+++ MATERIAL PROVIDED

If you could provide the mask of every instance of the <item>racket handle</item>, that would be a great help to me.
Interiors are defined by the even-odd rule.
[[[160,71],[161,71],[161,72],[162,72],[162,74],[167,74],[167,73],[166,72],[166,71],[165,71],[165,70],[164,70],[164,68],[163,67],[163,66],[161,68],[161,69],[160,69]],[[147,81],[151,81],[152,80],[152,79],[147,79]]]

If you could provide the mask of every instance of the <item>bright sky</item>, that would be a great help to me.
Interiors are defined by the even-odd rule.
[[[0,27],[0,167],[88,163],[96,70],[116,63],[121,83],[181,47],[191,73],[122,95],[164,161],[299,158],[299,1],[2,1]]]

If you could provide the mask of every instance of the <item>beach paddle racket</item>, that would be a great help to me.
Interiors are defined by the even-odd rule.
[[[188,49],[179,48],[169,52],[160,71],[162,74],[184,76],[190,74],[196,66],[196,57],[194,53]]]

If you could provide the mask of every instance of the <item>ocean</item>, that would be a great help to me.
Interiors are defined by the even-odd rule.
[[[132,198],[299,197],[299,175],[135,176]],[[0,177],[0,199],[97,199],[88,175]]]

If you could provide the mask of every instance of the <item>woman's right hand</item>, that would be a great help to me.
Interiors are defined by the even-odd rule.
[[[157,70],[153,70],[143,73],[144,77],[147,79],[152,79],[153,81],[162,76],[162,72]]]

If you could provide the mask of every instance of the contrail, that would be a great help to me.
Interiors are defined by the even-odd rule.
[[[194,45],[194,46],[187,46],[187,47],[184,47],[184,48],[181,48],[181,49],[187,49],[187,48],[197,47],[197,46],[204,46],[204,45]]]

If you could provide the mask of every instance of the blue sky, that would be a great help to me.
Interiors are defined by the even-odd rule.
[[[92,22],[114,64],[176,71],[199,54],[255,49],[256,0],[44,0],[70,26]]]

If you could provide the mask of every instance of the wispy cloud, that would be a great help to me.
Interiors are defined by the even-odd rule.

++++++
+++ MATERIAL PROVIDED

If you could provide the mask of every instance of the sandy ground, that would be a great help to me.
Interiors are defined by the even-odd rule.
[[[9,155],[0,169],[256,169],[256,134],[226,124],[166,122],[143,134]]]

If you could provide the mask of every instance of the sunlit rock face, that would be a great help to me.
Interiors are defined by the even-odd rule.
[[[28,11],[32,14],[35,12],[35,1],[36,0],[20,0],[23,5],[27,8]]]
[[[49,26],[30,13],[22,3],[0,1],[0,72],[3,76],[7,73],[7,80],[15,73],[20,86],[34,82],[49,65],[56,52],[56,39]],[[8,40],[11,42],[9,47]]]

++++++

YOUR INSTRUCTIONS: List each line of the data above that contains the string "item".

FINISHED EXERCISE:
If you could provide the mask of every instance of the <item>racket handle</item>, that would be a great help to me.
If you could provide the mask of every instance of the <item>bright sky</item>, that would be a great help to me.
If you could provide the mask of every instance of the <item>beach paddle racket</item>, that would be a great help to me.
If you could provide the mask of every instance of the <item>ocean</item>, that would be a great help to me.
If you could provide the mask of every instance of the <item>woman's right hand</item>, that would be a great help to me.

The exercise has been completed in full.